Stored data
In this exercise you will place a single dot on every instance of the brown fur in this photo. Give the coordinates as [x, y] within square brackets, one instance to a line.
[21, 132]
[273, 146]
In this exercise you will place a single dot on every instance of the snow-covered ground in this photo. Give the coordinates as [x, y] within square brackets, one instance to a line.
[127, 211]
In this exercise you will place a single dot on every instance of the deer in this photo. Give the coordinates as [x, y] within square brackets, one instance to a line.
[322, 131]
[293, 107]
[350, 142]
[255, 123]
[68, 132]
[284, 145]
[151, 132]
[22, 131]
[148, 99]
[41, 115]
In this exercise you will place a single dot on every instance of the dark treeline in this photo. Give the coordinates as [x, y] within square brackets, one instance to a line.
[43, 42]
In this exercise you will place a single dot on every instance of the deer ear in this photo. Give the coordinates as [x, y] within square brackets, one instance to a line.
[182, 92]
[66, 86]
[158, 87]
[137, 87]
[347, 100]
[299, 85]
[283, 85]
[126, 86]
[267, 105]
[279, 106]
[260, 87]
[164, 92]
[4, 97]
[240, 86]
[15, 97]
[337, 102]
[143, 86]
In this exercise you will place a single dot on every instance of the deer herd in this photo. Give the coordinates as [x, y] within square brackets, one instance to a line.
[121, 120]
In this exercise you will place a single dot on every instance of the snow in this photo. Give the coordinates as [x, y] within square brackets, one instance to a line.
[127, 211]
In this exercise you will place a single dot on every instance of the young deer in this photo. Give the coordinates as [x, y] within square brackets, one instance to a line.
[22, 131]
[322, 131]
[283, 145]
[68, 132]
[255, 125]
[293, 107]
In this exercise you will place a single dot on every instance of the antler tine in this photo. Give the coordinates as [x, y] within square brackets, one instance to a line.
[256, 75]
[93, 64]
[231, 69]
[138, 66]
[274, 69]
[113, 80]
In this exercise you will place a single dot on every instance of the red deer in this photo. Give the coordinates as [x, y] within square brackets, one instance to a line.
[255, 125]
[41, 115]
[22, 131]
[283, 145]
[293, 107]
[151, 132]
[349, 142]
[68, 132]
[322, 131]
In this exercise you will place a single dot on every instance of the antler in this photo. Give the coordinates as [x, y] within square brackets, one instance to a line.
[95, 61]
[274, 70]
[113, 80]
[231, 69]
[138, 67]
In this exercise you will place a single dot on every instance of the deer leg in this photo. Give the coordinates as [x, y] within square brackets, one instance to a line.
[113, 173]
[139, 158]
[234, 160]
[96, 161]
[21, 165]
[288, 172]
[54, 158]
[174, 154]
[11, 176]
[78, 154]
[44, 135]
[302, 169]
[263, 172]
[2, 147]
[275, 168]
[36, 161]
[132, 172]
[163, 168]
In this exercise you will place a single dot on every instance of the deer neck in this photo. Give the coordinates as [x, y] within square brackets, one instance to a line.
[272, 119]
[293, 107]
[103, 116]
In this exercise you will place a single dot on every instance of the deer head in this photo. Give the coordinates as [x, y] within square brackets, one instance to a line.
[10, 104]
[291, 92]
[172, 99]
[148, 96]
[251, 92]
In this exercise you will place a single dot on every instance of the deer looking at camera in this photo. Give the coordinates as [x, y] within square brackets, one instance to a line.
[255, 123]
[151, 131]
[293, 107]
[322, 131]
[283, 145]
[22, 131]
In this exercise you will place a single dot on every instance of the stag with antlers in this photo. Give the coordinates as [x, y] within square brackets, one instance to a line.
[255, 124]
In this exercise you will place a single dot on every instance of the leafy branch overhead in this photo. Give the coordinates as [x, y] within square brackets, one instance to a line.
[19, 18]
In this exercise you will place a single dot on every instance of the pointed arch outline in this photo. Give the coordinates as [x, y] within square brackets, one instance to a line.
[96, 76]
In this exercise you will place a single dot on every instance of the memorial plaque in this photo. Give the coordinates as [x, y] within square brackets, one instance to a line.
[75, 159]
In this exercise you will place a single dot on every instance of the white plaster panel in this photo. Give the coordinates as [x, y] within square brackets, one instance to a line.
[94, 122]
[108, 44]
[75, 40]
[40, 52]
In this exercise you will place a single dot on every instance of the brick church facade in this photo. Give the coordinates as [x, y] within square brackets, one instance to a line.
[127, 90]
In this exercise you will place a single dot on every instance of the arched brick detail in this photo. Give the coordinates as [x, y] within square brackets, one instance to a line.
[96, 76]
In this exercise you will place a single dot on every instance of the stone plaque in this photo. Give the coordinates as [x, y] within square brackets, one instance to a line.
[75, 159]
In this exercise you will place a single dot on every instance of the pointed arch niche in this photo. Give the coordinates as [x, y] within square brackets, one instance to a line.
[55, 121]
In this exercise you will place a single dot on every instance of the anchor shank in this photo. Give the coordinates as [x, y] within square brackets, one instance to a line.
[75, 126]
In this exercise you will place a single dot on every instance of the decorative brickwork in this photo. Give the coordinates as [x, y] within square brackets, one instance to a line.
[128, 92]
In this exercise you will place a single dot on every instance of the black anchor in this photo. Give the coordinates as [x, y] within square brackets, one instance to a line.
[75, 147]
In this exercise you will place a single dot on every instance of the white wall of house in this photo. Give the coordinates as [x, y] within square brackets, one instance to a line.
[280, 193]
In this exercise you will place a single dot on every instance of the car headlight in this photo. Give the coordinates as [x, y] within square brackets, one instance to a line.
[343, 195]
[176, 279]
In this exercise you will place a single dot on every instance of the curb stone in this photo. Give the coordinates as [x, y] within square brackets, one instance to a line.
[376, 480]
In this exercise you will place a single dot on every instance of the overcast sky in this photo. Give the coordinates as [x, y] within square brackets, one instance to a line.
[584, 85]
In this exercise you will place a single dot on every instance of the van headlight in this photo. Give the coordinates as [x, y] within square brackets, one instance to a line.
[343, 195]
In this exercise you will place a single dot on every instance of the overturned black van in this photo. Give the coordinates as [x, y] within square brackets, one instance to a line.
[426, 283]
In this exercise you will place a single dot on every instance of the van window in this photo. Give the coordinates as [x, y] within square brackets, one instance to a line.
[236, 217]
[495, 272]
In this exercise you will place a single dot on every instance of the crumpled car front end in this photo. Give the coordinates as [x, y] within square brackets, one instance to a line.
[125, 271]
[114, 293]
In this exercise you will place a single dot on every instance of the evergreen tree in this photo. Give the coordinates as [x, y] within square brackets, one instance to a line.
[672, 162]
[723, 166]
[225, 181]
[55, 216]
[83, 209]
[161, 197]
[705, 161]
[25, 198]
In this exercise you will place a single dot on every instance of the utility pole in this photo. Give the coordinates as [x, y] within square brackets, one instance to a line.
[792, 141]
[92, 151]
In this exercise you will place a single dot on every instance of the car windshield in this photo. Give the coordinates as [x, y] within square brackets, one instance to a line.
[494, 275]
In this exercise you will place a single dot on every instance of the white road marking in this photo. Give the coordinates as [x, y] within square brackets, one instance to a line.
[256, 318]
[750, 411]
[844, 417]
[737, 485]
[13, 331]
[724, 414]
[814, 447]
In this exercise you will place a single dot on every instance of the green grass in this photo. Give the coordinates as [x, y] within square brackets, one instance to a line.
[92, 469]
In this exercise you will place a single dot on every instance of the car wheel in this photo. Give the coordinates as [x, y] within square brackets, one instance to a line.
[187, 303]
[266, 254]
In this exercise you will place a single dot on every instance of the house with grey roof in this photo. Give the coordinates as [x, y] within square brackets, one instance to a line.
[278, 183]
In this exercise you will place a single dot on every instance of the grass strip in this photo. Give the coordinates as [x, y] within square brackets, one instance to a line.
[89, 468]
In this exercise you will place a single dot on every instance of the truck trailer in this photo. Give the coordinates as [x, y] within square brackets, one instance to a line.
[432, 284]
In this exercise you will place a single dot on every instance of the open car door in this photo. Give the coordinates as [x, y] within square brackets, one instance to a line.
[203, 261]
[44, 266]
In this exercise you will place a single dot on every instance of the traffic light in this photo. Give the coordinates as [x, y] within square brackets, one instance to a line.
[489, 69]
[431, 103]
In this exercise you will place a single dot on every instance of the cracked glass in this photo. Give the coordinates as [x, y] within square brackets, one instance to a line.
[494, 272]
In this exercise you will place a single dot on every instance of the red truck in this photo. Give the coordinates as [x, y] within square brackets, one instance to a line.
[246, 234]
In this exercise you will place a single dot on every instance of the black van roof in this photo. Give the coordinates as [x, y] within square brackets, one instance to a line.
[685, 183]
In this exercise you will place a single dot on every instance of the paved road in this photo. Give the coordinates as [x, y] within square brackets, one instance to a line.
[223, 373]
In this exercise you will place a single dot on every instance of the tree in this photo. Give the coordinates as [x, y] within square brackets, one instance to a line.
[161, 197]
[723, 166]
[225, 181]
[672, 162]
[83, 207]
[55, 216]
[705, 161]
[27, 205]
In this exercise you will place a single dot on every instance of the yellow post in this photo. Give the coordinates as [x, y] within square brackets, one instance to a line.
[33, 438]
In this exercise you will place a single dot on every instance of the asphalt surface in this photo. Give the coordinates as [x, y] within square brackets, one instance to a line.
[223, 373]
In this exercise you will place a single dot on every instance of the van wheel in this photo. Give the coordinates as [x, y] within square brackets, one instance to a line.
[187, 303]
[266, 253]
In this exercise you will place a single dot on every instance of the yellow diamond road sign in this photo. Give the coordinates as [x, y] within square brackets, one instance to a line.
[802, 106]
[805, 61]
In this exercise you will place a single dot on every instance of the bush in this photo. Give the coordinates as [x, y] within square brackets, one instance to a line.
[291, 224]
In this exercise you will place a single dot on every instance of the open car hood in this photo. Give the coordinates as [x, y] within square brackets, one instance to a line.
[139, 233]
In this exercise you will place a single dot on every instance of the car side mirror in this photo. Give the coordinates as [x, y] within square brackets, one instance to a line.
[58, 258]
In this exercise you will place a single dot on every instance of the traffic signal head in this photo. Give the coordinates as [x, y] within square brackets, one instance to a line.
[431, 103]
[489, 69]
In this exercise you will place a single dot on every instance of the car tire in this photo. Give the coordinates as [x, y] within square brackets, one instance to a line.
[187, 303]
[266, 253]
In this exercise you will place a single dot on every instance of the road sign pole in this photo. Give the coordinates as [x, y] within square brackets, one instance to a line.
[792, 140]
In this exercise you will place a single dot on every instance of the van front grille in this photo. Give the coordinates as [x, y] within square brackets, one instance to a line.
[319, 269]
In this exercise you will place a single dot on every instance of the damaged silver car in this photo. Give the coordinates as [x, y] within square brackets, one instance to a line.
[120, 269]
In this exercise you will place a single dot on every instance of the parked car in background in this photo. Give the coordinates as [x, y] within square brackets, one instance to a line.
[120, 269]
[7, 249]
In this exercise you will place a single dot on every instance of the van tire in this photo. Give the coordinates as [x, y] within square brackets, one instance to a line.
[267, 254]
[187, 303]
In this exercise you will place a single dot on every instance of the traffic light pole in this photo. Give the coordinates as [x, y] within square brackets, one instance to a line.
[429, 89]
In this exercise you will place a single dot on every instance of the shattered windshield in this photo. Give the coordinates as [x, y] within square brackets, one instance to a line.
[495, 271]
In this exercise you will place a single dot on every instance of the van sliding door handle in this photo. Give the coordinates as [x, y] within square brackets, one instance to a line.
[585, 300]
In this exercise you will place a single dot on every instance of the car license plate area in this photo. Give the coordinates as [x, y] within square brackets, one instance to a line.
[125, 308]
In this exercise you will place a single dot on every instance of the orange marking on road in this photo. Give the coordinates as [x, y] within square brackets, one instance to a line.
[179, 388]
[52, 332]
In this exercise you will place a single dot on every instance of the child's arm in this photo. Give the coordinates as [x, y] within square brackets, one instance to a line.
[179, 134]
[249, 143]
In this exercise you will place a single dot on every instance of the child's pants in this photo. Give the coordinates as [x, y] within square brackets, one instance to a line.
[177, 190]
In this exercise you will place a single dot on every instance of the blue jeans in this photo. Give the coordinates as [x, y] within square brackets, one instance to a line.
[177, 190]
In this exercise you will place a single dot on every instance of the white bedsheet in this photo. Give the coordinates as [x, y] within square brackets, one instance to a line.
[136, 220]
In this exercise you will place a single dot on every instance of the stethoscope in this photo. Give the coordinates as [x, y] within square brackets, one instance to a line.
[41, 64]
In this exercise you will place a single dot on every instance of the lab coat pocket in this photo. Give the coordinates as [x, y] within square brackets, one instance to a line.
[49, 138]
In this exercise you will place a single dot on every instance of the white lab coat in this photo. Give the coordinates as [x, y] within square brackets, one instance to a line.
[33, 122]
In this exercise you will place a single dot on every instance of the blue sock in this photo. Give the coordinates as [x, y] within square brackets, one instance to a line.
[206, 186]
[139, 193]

> _Given task_
Locate the line with "the van sliding" in the entries above; extract it and every line after it, verbatim.

> _In response_
In this exercise you will place a single dot on every instance of the van sliding door handle in this photo. Give the coordinates as [x, y] within square brackets, one instance to a line.
[585, 300]
In this exercise you will place a single dot on every instance of the car license plate area in this photo. Give the coordinates as [x, y] within square brackets, one instance to a line.
[125, 308]
In this exercise you will place a single dot on every instance of the orange marking on road in this photo. Give the coordinates as [x, y] within square brackets, one instance to a line.
[179, 388]
[52, 332]
In this exercise you will place a single dot on every instance of the child's arm in this photo. Give the coordinates as [x, y] within square brackets, one instance to a line.
[179, 134]
[249, 143]
In this exercise you will place a single dot on every instance of the child's pants in this photo. Give the coordinates as [x, y] within square brackets, one instance to a line.
[177, 190]
In this exercise you will place a single dot on every instance of the blue jeans in this photo. Give the coordinates as [x, y] within square brackets, one instance to a line.
[177, 190]
In this exercise you will place a single dot on every instance of the white bedsheet in this photo. Give the coordinates as [x, y] within square brackets, one instance to a line.
[136, 220]
In this exercise you will place a single dot on every instance of the stethoscope in this photo. Give the coordinates as [x, y] within square brackets, one instance to a line.
[41, 64]
In this exercise you will place a single dot on every instance of the lab coat pocket in this photo. Give the coordinates as [x, y] within square brackets, one instance to a line.
[49, 138]
In this exercise you will place a single dot on every instance of the white lab coat in this photo. Give the coordinates as [x, y] within square brackets, one instance to a line.
[33, 122]
In this exercise you will place a single dot on every instance of the blue sock in this photo. Give the coordinates as [x, y] within square brackets, one instance to a line.
[206, 186]
[139, 193]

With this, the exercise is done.